(Source data)

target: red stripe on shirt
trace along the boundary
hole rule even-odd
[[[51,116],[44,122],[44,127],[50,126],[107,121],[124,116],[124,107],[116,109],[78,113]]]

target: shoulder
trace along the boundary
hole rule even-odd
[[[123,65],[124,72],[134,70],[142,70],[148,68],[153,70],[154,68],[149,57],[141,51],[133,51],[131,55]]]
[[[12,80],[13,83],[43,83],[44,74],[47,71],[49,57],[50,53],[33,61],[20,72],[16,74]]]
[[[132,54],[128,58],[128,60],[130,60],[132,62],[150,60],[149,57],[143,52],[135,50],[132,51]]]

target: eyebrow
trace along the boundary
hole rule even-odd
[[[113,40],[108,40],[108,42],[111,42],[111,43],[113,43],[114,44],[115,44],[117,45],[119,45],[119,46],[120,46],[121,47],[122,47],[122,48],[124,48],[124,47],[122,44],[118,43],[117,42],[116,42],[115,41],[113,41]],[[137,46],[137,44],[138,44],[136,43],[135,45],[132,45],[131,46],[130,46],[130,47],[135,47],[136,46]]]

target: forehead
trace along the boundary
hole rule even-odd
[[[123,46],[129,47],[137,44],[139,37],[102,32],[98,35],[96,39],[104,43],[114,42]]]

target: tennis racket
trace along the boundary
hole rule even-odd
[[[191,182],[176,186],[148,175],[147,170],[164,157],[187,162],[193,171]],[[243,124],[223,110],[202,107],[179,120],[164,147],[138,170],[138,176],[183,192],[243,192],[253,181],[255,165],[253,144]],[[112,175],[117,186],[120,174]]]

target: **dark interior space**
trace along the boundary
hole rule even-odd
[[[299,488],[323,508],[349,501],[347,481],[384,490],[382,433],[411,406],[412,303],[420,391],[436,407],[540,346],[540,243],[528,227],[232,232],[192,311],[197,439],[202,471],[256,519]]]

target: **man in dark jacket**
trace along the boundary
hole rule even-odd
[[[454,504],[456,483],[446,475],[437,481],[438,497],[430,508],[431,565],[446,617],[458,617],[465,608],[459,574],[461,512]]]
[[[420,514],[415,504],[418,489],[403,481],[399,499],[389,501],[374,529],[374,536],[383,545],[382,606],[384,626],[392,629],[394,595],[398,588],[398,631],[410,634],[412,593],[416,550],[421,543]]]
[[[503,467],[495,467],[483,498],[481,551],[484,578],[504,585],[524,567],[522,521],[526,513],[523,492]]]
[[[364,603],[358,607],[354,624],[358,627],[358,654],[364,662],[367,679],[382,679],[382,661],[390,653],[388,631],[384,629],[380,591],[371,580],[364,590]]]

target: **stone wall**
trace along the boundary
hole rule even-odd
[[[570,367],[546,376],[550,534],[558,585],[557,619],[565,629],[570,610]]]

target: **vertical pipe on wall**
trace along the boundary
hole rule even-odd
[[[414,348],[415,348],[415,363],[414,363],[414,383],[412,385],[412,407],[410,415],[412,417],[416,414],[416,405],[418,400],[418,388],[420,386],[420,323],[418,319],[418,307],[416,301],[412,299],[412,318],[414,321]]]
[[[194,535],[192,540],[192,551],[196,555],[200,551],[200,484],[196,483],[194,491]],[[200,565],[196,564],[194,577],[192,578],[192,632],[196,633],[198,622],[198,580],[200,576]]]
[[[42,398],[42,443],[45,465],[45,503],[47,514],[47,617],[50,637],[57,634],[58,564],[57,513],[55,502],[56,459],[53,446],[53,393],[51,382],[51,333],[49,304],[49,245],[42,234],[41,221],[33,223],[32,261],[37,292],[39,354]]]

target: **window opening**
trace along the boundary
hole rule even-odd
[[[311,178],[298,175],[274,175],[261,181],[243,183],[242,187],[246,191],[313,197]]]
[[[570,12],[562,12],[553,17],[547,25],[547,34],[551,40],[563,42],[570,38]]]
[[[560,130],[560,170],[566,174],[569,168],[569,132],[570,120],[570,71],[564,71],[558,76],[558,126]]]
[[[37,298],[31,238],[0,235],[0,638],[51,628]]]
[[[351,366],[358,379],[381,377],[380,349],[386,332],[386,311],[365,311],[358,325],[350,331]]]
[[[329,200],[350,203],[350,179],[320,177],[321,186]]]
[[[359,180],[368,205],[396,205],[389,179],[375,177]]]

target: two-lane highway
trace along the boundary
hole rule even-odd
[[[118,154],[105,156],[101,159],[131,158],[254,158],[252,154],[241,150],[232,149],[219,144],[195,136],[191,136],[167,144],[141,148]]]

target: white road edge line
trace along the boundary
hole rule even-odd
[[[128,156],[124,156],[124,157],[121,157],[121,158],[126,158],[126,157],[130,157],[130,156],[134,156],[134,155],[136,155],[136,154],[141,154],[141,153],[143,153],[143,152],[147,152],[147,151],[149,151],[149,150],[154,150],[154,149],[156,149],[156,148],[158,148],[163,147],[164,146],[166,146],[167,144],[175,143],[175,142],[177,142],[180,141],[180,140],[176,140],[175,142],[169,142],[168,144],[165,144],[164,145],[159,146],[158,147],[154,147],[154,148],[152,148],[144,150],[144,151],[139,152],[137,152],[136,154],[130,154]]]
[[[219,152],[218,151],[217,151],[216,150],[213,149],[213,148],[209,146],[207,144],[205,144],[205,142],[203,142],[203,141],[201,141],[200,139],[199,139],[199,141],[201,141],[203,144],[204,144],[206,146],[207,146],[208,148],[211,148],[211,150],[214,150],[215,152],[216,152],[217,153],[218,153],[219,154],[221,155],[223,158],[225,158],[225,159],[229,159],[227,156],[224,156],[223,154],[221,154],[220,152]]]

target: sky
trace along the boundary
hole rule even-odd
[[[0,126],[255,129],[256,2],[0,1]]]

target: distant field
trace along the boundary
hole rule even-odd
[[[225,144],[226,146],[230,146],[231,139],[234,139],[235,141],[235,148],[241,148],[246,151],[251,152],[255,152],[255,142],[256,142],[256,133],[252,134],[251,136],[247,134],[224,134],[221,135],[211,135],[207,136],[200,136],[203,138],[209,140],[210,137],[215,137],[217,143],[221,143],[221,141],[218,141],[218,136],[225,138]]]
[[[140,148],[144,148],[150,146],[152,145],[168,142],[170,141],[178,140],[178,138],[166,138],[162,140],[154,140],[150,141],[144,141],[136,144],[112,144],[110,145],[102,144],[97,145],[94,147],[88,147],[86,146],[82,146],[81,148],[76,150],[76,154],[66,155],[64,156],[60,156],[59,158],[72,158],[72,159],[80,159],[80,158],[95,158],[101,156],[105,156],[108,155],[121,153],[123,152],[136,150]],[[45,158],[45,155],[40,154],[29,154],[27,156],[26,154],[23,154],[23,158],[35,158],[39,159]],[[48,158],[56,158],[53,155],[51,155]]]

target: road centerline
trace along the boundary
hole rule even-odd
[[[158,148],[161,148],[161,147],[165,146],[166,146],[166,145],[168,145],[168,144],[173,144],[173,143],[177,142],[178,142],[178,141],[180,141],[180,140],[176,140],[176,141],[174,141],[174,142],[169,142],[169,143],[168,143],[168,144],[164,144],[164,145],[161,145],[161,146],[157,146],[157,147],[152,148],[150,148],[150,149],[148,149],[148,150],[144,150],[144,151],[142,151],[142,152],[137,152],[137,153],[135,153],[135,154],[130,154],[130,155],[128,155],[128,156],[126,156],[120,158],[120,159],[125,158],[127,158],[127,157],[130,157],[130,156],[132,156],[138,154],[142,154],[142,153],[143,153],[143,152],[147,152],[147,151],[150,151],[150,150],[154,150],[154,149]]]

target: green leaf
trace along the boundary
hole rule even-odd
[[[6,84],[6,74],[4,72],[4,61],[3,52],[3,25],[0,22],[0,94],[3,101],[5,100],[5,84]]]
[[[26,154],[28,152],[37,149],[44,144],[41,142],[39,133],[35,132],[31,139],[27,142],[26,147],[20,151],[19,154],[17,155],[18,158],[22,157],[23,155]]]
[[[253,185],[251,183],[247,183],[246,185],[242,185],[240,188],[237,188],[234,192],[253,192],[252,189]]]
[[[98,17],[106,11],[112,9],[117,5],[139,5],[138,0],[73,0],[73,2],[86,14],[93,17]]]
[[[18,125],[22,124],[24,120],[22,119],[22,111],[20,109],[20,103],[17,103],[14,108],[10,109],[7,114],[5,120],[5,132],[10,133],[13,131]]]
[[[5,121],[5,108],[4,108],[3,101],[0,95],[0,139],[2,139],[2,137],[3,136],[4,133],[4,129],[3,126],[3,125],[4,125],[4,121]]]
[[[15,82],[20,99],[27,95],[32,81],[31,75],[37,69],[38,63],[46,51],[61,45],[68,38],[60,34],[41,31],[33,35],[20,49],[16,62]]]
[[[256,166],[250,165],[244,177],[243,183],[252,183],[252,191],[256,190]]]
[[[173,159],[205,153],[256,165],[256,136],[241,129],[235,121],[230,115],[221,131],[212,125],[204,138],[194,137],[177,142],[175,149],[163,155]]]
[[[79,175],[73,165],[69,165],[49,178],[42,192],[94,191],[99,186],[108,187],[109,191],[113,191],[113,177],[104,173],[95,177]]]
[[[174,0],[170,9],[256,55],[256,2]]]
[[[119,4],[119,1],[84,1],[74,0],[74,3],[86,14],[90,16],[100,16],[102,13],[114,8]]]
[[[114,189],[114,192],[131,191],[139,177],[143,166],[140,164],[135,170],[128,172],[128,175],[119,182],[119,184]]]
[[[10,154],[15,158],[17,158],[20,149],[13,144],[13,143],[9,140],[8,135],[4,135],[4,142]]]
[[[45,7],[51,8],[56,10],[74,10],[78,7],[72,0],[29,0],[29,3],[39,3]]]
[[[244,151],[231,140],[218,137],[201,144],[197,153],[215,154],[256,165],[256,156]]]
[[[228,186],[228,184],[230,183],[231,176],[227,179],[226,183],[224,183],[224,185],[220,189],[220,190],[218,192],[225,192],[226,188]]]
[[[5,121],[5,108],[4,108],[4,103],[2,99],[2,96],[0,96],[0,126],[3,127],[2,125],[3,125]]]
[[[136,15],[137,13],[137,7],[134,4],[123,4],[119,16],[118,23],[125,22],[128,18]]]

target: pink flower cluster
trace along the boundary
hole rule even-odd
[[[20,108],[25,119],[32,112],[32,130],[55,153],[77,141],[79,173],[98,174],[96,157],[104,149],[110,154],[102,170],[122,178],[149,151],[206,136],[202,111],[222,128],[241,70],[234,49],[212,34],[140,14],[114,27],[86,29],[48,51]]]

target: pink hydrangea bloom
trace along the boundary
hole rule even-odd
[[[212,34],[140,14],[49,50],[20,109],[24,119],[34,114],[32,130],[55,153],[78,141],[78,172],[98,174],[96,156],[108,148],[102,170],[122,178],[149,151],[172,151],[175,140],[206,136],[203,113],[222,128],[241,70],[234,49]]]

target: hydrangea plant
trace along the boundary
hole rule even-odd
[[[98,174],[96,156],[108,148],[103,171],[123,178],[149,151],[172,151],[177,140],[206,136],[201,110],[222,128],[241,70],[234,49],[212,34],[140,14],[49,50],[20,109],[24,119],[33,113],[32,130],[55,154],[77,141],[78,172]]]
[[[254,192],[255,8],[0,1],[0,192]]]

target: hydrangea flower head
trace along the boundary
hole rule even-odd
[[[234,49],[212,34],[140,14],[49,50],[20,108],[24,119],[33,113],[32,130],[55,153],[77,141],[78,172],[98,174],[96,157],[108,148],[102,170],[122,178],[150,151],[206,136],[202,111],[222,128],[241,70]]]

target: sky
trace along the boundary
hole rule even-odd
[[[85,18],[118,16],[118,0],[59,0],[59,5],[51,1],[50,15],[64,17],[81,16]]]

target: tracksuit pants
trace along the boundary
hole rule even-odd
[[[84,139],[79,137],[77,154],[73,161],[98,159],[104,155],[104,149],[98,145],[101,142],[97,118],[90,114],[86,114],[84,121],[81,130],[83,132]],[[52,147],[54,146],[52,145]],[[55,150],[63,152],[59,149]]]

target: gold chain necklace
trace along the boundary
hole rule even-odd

WHAT YOU WILL DO> Please repeat, unchanged, the stretch of the entries from the line containing "target: two-lane highway" through the line containing "[[[0,126],[255,129],[256,2],[0,1]]]", including both of those lines.

RESULT OF THIS EXERCISE>
target: two-lane highway
trace along the boundary
hole rule even-odd
[[[118,154],[105,156],[101,159],[131,158],[254,158],[252,154],[241,150],[232,149],[219,144],[195,136],[191,136],[167,144],[141,148]]]

target: white road edge line
trace along the boundary
hole rule even-odd
[[[128,156],[124,156],[124,157],[121,157],[121,158],[126,158],[126,157],[130,157],[130,156],[134,156],[134,155],[136,155],[136,154],[141,154],[141,153],[143,153],[143,152],[147,152],[147,151],[149,151],[149,150],[154,150],[154,149],[156,149],[156,148],[158,148],[163,147],[164,146],[166,146],[167,144],[175,143],[175,142],[177,142],[180,141],[180,140],[176,140],[175,142],[169,142],[168,144],[165,144],[164,145],[159,146],[158,147],[154,147],[154,148],[152,148],[144,150],[144,151],[139,152],[137,152],[136,154],[130,154]]]
[[[219,152],[218,151],[217,151],[216,150],[213,149],[213,148],[209,146],[207,144],[205,144],[205,142],[203,142],[203,141],[201,141],[200,139],[199,139],[199,141],[201,141],[203,144],[204,144],[206,146],[207,146],[208,148],[211,148],[211,150],[214,150],[215,152],[216,152],[217,153],[218,153],[219,154],[221,155],[223,158],[225,158],[225,159],[229,159],[227,156],[224,156],[223,154],[221,154],[220,152]]]

target: sky
trace along the boundary
hole rule even-odd
[[[0,126],[255,129],[256,2],[0,1]]]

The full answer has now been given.